* INFORMATION SHOWN:

┌──

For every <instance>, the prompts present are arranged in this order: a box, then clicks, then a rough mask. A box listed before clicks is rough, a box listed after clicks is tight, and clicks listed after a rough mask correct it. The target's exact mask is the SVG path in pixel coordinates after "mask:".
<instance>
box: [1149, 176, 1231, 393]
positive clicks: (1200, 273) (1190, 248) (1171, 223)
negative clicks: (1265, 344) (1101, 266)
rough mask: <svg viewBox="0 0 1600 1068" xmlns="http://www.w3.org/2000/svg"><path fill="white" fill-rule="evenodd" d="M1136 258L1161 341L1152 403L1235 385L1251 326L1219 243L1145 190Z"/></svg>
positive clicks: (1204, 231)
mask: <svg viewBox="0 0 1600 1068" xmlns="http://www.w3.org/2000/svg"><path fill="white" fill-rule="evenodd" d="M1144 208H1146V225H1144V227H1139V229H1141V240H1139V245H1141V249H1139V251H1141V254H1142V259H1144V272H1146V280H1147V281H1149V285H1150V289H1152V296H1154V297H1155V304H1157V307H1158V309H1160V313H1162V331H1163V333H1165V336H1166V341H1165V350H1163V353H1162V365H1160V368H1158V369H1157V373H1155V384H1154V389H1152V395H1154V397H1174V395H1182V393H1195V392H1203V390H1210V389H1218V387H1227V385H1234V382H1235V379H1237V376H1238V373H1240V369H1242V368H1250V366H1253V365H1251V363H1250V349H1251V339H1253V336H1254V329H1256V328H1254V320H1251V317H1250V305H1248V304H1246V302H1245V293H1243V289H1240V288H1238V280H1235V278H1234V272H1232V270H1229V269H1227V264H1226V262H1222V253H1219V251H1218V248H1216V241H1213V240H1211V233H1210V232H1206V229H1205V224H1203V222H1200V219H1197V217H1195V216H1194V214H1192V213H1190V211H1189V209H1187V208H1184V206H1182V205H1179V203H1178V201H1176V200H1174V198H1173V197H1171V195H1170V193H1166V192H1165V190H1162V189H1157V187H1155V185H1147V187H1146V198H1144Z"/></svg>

└──

* WHAT THE EXERCISE ASKS: The first line of the entries, the line with "box: [1149, 176, 1231, 393]", and every line between them should be retyped exactly, and nothing else.

* PROBLEM SOLUTION:
For every <instance>, the prompts present are arranged in this order: a box, then clicks, then a rough mask. A box listed before clicks is rough, a box listed after clicks is tight, and clicks listed after a rough mask correct it. The target's exact mask is the SVG path in pixel coordinates after "mask:".
<instance>
box: [1149, 176, 1231, 393]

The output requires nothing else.